§ Instruction: Extract every line of the material below that contains the string "each". Matching is case-sensitive.

* Begin Extracted records *

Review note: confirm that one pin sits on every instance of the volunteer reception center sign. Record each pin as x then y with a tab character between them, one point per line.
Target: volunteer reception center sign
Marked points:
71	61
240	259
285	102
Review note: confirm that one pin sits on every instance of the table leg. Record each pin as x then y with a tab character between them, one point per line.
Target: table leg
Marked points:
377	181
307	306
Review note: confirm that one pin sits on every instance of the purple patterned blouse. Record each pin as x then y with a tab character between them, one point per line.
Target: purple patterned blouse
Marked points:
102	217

* End Extracted records *
* Begin Extracted records *

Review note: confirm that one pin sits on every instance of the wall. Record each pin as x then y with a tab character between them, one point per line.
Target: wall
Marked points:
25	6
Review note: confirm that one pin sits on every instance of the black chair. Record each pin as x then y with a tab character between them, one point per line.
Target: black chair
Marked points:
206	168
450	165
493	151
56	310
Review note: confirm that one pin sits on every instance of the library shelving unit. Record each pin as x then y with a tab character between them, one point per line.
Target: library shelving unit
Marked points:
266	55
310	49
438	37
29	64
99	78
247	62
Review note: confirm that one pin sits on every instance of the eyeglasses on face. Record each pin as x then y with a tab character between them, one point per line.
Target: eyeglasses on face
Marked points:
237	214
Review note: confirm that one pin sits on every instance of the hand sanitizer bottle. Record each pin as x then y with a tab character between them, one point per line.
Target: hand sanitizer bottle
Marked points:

* End Extracted records *

§ Response:
Review note: confirm that one pin sits on every instance of the volunteer reception center sign. Record each pin as x then y with a tab character between them, one point per line.
Review note: confirm that one pin sits on every instance of the table leg. Record each pin as x then y with a tab character between them, one point per line.
Review note: confirm that one pin sits on every instance of the purple patterned blouse. Record each pin as x then y with a tab character between them, one point per line.
Review note: confirm that one pin sits on every instance of the wall. Record each pin as x then y with a tab character between them, one point per line.
Review note: confirm that one pin sits on every instance of the black chair. Record each pin as x then y with a tab character between them, one point per line.
Review note: confirm that one pin sits on every instance of the library shelving unit. Record each pin as x then y with a tab character between them, one point per line.
Review note: confirm that one pin sits on every instance of the eyeglasses on face. Record each pin as x then y with a tab character between them, one point per line.
Review note: confirm that one pin sits on every instance of the hand sanitizer bottle. Record each pin as x then y with a tab character between them, one point per line.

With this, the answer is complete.